Заслуги названных учёных, а также их коллег, перед мировой наукой в области языкознания и литературы бесспорны, но историю они учили под безусловным влиянием стереотипов шведского рудбекианизма, откуда и почерпнули свои представления о финнах, как первых насельниках в Восточной Европе. С этими взглядами они начали свой путь в российской науке, уже априорно имея перед своим взором картину сплошного финно-угорского мира, якобы существовавшего в древности от Саян до Балтики и давшего, в частности, на севере Восточной Европы первое в языковом отношении определяемое население – носителей финно-угорских языков.
 
Первым в числе упомянутых финских деятелей культуры следует назвать А.М. Шёгрена – известного языковеда, этнографа, прославленного путешественника, считающегося основателем российского финно-угроведения. Шёгрен был уроженцем юга Финляндии, образование получил в университете в Або. В 1821 г. он переехал в Петербург и посвятил себя изучению финно-угорских народов. Его первые работы по финскому языку и литературе обратили на себя внимание. В 1824-1829 годах Шёгрен совершил научную экспедицию по Европейскому Северу России.

########################################

* _ЗАДАНИЕ A_
Перепишите часть фрагмента о финно-угроведении, начиная со слов «Заслуги названных учёных, а» и заканчивая словами «носителей финно-угорских языков.», с заменой «учёных» на «исследователей».
* _ЗАДАНИЕ B_
Продолжите фрагмент об изучении финно-угорских народов в российской науке, начав сразу после его последнего предложения.
Материал взят из другого источника.

* _ИСХОДНЫЙ МАТЕРИАЛ_
########################################

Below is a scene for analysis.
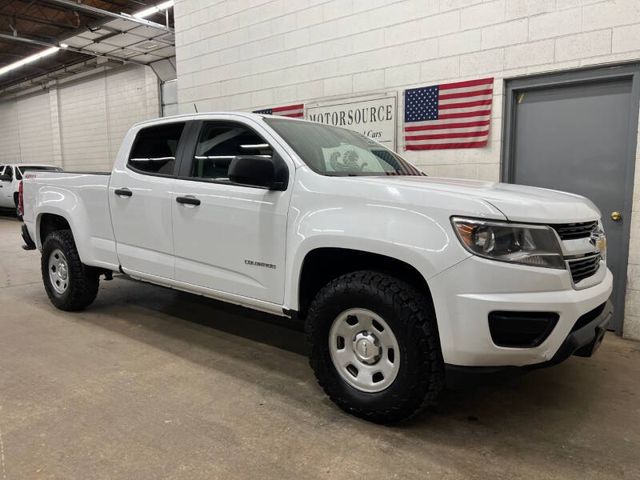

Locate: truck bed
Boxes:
[23,172,118,268]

########################################

* _ПИСЬМЕННЫЙ ОТВЕТ A_
Заслуги названных исследователей, а также их коллег, перед мировой наукой в области языкознания и литературы бесспорны, но историю они учили под безусловным влиянием стереотипов шведского рудбекианизма, откуда и почерпнули свои представления о финнах, как первых насельниках в Восточной Европе. С этими взглядами они начали свой путь в российской науке, уже априорно имея перед своим взором картину сплошного финно-угорского мира, якобы существовавшего в древности от Саян до Балтики и давшего, в частности, на севере Восточной Европы первое в языковом отношении определяемое население – носителей финно-угорских языков.

* _ПИСЬМЕННЫЙ ОТВЕТ B_
По оценкам современных исследователей, в ходе экспедиции Шёгреном был собран ценнейший материал для изучения финно-угорских народов. Шёгрен собирал материалы по истории, географии, археологии, лингвистике. Написанные по результатам поездки научные работы А.М. Шёгрена расцениваются как крупнейшие сочинения по финно-угроведению первой половины XIX в. Маршрут научной экспедиции Шёгрена охватывал Север России и другие российские области, а также пограничные территории Великого княжества Финляндского. Во время путешествия учёный посетил Петербургскую, Олонецкую, Архангельскую, Вологодскую, Костромскую, Вятскую, Пермскую, Выборгскую губернии, Улеаборгскую губернию Великого княжества Финляндского, а кроме того Финскую и Русскую Лапландию до Норвегии и Варангерфьорда и др. (см.: Киселева Т.В. Андреас Иоган Шёгрен – основатель финно-угроведения в России. Дисс. Петрозаводск, 2007). В 1844 г. Шёгрен был избран ординарным академиком по филологии и этнографии финских и кавказских племен, а в следующем году назначен директором этнографического музея академии. Полный список трудов Шёгрена, напечатанных им с 1821 по 1854 г., помещен в «Ученых Записках Императорской Академии Наук по I и III отд.», 1850, стр. 569-583.
 
Рассмотрение чуди или чудских племен занимают важное, едва ли не ключевое место в концепциях Шёгрена относительно истории финно-угорских народов в Восточной Европе. Вряд ли надо говорить о том, что чудь и чудские племена являются у Шёгрена синонимом финно-угорских народов. Основные идеи по названному вопросу раскрываются в его статьях «Über die ältern Wohnsitze der Jemen. Ein Beitrag zur Geschichte der Tschudischen Völker in Russland» (О древних обиталищах еми. Материалы по истории чудских народов в России) и «Wann und wie wurden Sawolotschje und die Sawolokschen Tschuden Russisch? Ein kritischer Versuch zur Aufklärung der Geschichte des Russischen Nordens» (Когда и как обрусели Заволочье и заволочская чудь? Критический взгляд на историю Русского Севера»), опубликованных в ««Mémoires de l’Acad. imp. des sc. de St.-Pétersburg.», 1832, VI-я серия, т. I. S. 263-346; 461-526.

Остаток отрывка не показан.